• WORK TO BE COMPLETED
Reading the listing below, restate each entry exactly as written.
- - -
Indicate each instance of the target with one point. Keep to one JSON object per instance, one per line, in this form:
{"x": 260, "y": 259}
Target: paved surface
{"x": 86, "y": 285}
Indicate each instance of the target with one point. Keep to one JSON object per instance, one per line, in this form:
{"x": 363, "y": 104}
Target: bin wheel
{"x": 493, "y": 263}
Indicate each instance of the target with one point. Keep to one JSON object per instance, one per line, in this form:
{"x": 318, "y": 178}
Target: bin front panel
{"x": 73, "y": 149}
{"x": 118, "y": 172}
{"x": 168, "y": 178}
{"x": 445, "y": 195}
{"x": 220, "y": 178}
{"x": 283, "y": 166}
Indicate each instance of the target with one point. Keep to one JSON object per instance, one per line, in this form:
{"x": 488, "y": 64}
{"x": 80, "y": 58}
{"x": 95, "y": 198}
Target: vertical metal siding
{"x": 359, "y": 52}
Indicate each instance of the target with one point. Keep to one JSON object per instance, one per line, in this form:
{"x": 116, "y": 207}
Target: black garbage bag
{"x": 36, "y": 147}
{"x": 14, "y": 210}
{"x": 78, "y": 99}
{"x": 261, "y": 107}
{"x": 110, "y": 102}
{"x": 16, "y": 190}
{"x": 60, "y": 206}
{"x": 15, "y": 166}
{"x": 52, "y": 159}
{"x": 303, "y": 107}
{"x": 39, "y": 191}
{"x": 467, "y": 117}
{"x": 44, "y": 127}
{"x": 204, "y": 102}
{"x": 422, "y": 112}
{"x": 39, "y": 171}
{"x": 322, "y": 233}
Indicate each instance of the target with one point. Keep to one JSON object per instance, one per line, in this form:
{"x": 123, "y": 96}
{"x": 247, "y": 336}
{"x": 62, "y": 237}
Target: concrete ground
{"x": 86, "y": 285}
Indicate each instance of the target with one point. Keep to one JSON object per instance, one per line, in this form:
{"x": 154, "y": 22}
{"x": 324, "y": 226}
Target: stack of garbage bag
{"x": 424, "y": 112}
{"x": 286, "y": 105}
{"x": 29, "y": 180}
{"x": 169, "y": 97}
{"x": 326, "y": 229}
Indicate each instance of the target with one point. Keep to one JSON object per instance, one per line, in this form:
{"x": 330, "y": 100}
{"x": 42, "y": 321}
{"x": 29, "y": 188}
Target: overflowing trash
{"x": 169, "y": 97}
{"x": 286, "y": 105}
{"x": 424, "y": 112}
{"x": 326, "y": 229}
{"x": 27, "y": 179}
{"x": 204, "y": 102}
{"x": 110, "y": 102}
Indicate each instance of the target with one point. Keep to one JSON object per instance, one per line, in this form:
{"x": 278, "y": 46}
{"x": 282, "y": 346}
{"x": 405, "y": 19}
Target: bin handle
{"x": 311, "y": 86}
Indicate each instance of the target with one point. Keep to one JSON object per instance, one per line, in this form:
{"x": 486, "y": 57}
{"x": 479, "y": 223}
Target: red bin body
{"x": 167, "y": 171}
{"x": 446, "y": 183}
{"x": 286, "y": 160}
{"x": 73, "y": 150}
- - -
• COMPLETED EXERCISE
Indicate each instance of the target with one point. Keep to one JSON object per instance, one per line, in this form:
{"x": 260, "y": 259}
Target: paved surface
{"x": 86, "y": 285}
Indicate each instance of the target with one point. Keep to one JSON object per instance, one per line, in this form:
{"x": 363, "y": 104}
Target: bin wheel
{"x": 493, "y": 263}
Indicate each instance of the target with one point. Keep to one JSON object per instance, one per line, in this form:
{"x": 318, "y": 178}
Target: bin front panel
{"x": 73, "y": 149}
{"x": 118, "y": 172}
{"x": 168, "y": 178}
{"x": 445, "y": 195}
{"x": 220, "y": 178}
{"x": 283, "y": 166}
Indicate each instance of the target with one point. Keep to one JSON object per instance, one per line, in this form:
{"x": 488, "y": 64}
{"x": 80, "y": 58}
{"x": 95, "y": 198}
Target: vertical metal siding
{"x": 359, "y": 52}
Indicate each instance of the target with one point. Keep to one JSON object per instance, one per line, in this form:
{"x": 116, "y": 207}
Target: black garbage bag
{"x": 36, "y": 147}
{"x": 14, "y": 210}
{"x": 78, "y": 99}
{"x": 261, "y": 107}
{"x": 110, "y": 102}
{"x": 16, "y": 190}
{"x": 60, "y": 206}
{"x": 15, "y": 166}
{"x": 52, "y": 159}
{"x": 303, "y": 107}
{"x": 39, "y": 191}
{"x": 467, "y": 117}
{"x": 44, "y": 127}
{"x": 204, "y": 102}
{"x": 422, "y": 112}
{"x": 39, "y": 171}
{"x": 322, "y": 233}
Indicate each instance of the target with one point. Keep to one JSON object per instance, one per line, in this form:
{"x": 123, "y": 96}
{"x": 247, "y": 336}
{"x": 62, "y": 237}
Target: concrete ground
{"x": 86, "y": 285}
Indicate each instance of the target with one point. Keep to one JSON object per instance, one per line, in this form:
{"x": 154, "y": 22}
{"x": 324, "y": 226}
Target: stack of garbage bag
{"x": 424, "y": 112}
{"x": 286, "y": 105}
{"x": 29, "y": 180}
{"x": 169, "y": 97}
{"x": 326, "y": 229}
Indicate each instance of the target with one point. Keep to one JSON object per instance, one per line, in this form:
{"x": 330, "y": 100}
{"x": 42, "y": 321}
{"x": 29, "y": 188}
Target: overflowing trash
{"x": 169, "y": 97}
{"x": 286, "y": 105}
{"x": 424, "y": 112}
{"x": 326, "y": 229}
{"x": 27, "y": 179}
{"x": 204, "y": 102}
{"x": 110, "y": 102}
Indicate each instance of the target with one point. Keep to one JSON object per instance, one per line, in this form:
{"x": 278, "y": 46}
{"x": 282, "y": 346}
{"x": 405, "y": 19}
Target: bin handle
{"x": 311, "y": 86}
Indicate each instance of the target with one point. Keep to one JSON object per instance, one per line, in this form:
{"x": 486, "y": 57}
{"x": 479, "y": 223}
Target: red bin body
{"x": 167, "y": 171}
{"x": 446, "y": 183}
{"x": 286, "y": 160}
{"x": 73, "y": 150}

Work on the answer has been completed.